SELECTION
----------
This project has been developed based on the data contained in a three-year-history SQL database of a large American retailer. Due to the computational limitations of the equipment available for its development, the scope of the project has been limited to the sales forecasting of ten products belonging to a single category (food) in two different stores. However, the developed system is fully scalable to predict sales of more products, categories and stores by simply changing their respective parameters.

Approach to the main forecasting-related problems

1. Hierarchical Forecasting

More often than not, time series data follows a hierarchical aggregation structure. For example, in retail, sales for a Stock Keeping Unit (SKU) at a store can roll up to different category and subcategory hierarchies. In these cases, it must be assure that the sales estimates are in agreement when rolled up to a higher level. In these scenarios, Hierarchical Forecasting is used. It is the process of generating coherent forecasts (or reconciling incoherent forecasts) that allows individual time series to be forecasted individually while still preserving the relationships within the hierarchy.

1.1. Problems:

• There are different levels of hierarchies in the commercial catalog.
• It may be interesting to predict sales at different levels.
• Since the forecasts are probabilistic, predictions at different levels will not match exactly.

1.2. Solution:

The forecasts at all of the levels must be coherent. To achieve that, there are different reconciliation approaches to combining and breaking forecasts at different levels. The most common of these methods are as follows:

• Bottom-Up: in this method, the forecasts are carried out at the bottom-most level of the hierarchy, and then summed going up. For example, in the preceding figure, by using the bottom-up method, the time series’ for the products (level 2) are used to build forecasting models. The outputs of individual models are then summed to generate the forecast for the subcategories. For example, forecasts for ‘apples’ and ‘grapes’ are summed to get the forecasts for ‘fruits’. Finally, forecasts for all of the subcategories are summed to generate the forecasts for ‘food’ category.

• Top-down: in top-down approaches, the forecast is first generated for the top level (‘Food’ in the preceding figure) and then disaggregated down the hierarchy. Disaggregate proportions are used in conjunction with the top level forecast to generate forecasts at the bottom level of the hierarchy. There are multiple methods to generate these disaggregate proportions, such as average historical proportions, proportions of the historical averages, and forecast proportions.
----------
ENTRIES SHOWN
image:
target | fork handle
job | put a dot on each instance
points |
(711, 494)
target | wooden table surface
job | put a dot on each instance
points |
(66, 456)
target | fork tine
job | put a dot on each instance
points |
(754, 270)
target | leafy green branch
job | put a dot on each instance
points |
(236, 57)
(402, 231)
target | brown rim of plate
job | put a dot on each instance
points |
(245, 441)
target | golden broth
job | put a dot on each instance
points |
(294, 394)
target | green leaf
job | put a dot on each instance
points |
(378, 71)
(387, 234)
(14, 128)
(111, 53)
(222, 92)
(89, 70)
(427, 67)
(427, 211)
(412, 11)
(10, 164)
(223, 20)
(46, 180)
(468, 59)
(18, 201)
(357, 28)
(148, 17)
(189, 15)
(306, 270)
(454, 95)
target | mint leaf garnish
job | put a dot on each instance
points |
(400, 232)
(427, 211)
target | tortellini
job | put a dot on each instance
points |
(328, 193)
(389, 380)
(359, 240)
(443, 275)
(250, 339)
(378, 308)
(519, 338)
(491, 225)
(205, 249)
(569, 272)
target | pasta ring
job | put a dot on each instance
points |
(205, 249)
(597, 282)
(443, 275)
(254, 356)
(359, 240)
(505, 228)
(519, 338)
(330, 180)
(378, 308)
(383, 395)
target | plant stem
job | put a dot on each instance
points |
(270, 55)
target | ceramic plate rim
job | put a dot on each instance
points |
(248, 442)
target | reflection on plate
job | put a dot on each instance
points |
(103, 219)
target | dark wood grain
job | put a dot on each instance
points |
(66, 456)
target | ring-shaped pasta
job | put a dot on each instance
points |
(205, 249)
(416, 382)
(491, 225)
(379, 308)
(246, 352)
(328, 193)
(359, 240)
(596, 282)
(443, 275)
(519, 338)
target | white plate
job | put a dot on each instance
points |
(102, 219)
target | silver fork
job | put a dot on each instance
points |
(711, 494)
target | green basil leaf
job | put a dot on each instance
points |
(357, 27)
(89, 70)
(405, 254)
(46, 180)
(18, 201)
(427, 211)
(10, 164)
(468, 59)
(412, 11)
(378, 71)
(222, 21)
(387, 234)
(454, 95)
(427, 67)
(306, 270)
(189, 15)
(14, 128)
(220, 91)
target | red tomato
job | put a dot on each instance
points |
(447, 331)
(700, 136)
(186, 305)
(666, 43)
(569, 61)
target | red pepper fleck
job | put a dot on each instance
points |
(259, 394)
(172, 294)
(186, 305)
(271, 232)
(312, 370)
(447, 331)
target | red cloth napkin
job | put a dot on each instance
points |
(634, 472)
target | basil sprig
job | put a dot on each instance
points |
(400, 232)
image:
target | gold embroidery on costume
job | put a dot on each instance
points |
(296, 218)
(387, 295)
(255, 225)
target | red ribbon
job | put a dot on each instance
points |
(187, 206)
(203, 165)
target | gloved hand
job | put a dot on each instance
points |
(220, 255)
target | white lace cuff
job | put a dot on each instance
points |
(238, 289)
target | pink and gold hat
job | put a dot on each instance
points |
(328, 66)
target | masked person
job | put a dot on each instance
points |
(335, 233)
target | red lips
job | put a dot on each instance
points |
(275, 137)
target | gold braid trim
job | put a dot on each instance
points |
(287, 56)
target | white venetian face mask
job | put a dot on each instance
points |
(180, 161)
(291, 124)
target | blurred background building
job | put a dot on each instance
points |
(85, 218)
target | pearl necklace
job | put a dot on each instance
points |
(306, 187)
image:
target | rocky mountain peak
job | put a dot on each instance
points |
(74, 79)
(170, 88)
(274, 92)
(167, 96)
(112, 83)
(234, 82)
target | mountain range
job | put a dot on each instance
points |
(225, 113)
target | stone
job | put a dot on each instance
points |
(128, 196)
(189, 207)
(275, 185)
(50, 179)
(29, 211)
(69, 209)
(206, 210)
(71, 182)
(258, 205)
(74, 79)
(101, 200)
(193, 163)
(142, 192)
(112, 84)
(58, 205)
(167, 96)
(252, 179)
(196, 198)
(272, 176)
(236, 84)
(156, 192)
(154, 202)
----------
GOALS
1. In the hierarchical forecasting text, reproduce the passage between "More often than" and "within the hierarchy.", inclusive, substituting "e-commerce" for "retail".
2. Summarize the hierarchical forecasting text in two sentences.

TASK ANSWERS
1.
More often than not, time series data follows a hierarchical aggregation structure. For example, in e-commerce, sales for a Stock Keeping Unit (SKU) at a store can roll up to different category and subcategory hierarchies. In these cases, it must be assure that the sales estimates are in agreement when rolled up to a higher level. In these scenarios, Hierarchical Forecasting is used. It is the process of generating coherent forecasts (or reconciling incoherent forecasts) that allows individual time series to be forecasted individually while still preserving the relationships within the hierarchy.

2. The project uses a three-year SQL database from a large American retailer to forecast sales of ten food products in two stores, and the system can scale to more products, categories and stores by changing parameters. Because sales roll up through a hierarchy and probabilistic predictions at different levels will not match exactly, hierarchical forecasting reconciles them, most commonly bottom-up by summing product-level forecasts or top-down by disaggregating a top-level forecast with proportions.